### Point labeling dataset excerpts
____
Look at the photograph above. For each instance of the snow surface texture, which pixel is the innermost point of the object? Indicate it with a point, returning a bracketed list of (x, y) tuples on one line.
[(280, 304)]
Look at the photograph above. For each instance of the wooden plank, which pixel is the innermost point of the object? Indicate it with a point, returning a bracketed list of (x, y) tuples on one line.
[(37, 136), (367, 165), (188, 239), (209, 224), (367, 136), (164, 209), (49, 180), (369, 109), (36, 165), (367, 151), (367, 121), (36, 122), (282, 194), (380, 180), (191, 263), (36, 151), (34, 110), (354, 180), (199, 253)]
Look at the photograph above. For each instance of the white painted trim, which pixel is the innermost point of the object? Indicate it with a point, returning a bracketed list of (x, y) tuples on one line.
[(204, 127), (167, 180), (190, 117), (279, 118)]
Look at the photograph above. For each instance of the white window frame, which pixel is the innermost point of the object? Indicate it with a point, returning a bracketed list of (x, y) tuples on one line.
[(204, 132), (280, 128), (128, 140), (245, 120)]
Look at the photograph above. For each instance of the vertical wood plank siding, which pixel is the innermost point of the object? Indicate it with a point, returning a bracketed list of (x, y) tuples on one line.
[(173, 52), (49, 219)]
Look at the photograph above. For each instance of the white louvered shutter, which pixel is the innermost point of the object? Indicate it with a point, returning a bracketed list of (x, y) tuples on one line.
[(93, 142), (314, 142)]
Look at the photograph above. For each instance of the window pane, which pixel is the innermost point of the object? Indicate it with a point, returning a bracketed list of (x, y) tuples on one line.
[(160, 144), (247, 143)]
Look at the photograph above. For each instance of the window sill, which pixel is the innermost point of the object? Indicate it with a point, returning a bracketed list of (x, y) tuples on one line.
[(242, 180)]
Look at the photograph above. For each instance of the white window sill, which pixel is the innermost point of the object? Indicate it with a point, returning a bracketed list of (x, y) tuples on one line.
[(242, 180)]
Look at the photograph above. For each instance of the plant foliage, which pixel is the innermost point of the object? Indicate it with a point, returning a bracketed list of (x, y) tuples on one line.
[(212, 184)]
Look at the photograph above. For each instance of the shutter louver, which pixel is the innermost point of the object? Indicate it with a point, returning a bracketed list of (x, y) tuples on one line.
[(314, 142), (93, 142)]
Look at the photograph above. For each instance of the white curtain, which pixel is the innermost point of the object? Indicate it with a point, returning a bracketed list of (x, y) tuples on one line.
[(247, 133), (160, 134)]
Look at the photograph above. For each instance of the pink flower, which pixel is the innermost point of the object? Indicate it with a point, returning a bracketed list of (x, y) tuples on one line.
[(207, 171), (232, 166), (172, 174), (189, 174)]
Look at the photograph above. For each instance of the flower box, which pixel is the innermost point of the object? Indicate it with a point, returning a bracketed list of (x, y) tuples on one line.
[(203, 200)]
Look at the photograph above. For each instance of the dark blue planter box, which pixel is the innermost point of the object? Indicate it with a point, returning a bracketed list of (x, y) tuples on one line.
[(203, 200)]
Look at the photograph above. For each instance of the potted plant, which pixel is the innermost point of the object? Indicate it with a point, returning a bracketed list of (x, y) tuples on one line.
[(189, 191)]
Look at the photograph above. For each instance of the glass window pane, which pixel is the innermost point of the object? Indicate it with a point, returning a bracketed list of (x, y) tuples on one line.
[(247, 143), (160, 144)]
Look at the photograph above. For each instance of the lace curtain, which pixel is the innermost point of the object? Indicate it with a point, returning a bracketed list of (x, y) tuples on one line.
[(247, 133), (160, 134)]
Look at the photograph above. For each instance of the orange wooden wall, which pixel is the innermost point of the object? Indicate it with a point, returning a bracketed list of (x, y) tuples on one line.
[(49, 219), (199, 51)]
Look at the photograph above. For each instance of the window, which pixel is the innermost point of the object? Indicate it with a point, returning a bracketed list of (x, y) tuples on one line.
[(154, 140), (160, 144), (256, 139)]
____
Copy out all of the entries above, substituting "central point" for each occurrence of "innermost point" and keeping everything else the same.

Look at the photograph above. For each instance of the snow surface texture, which pixel is the central point of the object? Indicate it with a point, returning a bracketed list of (x, y) tuples on one line.
[(280, 304)]
Look at the photograph above. For each instance of the wooden plank, which pixel is the central point of the object? Indicate it with a point, returning a bracketed list of (x, y) tuples on one line.
[(37, 136), (367, 165), (188, 239), (209, 224), (367, 136), (164, 209), (49, 180), (369, 109), (36, 165), (367, 151), (367, 121), (36, 122), (282, 194), (380, 180), (191, 263), (36, 151), (34, 110), (354, 180), (199, 253)]
Look at the photograph above. For each instance of the white painted trim, which pixel is the central point of the object? Indicate it with a point, returning a bracketed list of (x, y) tuples on one line.
[(204, 127), (167, 180), (190, 117), (279, 118)]
Look at the photograph above. For each instance of the white window frame, which pixel is the central point of the object? Indicate it with a point, returning a bracketed list of (x, y) tuples on one line.
[(204, 132), (280, 128), (128, 140), (245, 120)]
Look at the photograph above. For each instance of the vertical wood plank siding, which pixel is the central point of the object? Indicate it with a point, returning a bracketed list of (x, y) tuples on one line.
[(173, 52), (49, 219)]
Look at the photograph above. For each instance of the white louvered shutter, which pixel is the central point of the object? Indicate it with a point, returning a bracketed list of (x, y) tuples on one line.
[(93, 142), (314, 142)]
Look at the photograph above. For each instance of the window pane, which pixel is the central point of the object? Indicate it with a point, returning a bracketed list of (x, y) tuples on one line.
[(160, 144), (247, 143)]
Look at the photograph above. For each instance of the window sill, which pixel is the central point of the object? Indicate it with a point, returning a bracketed list of (x, y) tuples on one line.
[(242, 180)]
Look at the photograph above. For each instance of the white window sill, which pixel is the central point of the object? Indicate it with a point, returning a bracketed list of (x, y) tuples on one line.
[(242, 180)]
Look at the photograph above. For each instance of the plant foliage, which pixel is the central point of the object? Indicate it with a point, returning a bracketed list of (x, y) tuples on one line.
[(212, 184)]
Look at the photograph above. For each instance of the shutter louver, which pixel is the central point of the object? Indicate it with a point, returning a bracketed list of (x, y) tuples on one line.
[(314, 142), (93, 142)]
Look at the photograph above. For each instance of the white curtain, which pixel is the central point of the object? Indicate it with a point, returning a bracketed list of (x, y) tuples on one line.
[(247, 133), (160, 134)]
Look at the photograph above. For each instance of the pink flower, which pixel is the central point of the object? Indicate it with a point, returning a bracketed list of (x, y) tuples on one line.
[(207, 171), (232, 166), (172, 174), (189, 174)]
Look at the photograph above. For each instance of the flower box, which pixel is the central point of the object? Indicate it with a point, returning a bracketed list of (x, y) tuples on one line.
[(203, 200)]
Look at the photograph above. For each instance of the dark blue planter box, which pixel is the central point of the object? Indicate it with a point, returning a bracketed list of (x, y) tuples on one line.
[(203, 200)]
Look at the photograph above. For each instance of the potted plant, which pixel is the central point of the object? Indicate it with a point, returning a bracketed list of (x, y) tuples on one line.
[(189, 191)]
Look at the photograph above. For each instance of the glass window pane, which pixel is the central point of the object? Indicate it with a point, returning a bracketed list of (x, y) tuples on one line.
[(247, 143), (160, 144)]
Look at the photograph above. For each instance of the lace curtain, which pixel is the central point of the object? Indicate it with a point, returning a bracketed list of (x, y) tuples on one line.
[(247, 133), (160, 134)]
Look at the photograph above. For each instance of the orange wooden wall, which pixel is the central point of the object? Indicate it with a point, returning a bracketed list of (x, y) tuples on one line.
[(49, 219), (199, 51)]
Look at the photograph above. For each instance of the window, which pixel is the central point of the object? Indicate it with a point, returning a bracketed list of (x, y) tuples on one line.
[(154, 140), (160, 144), (256, 139)]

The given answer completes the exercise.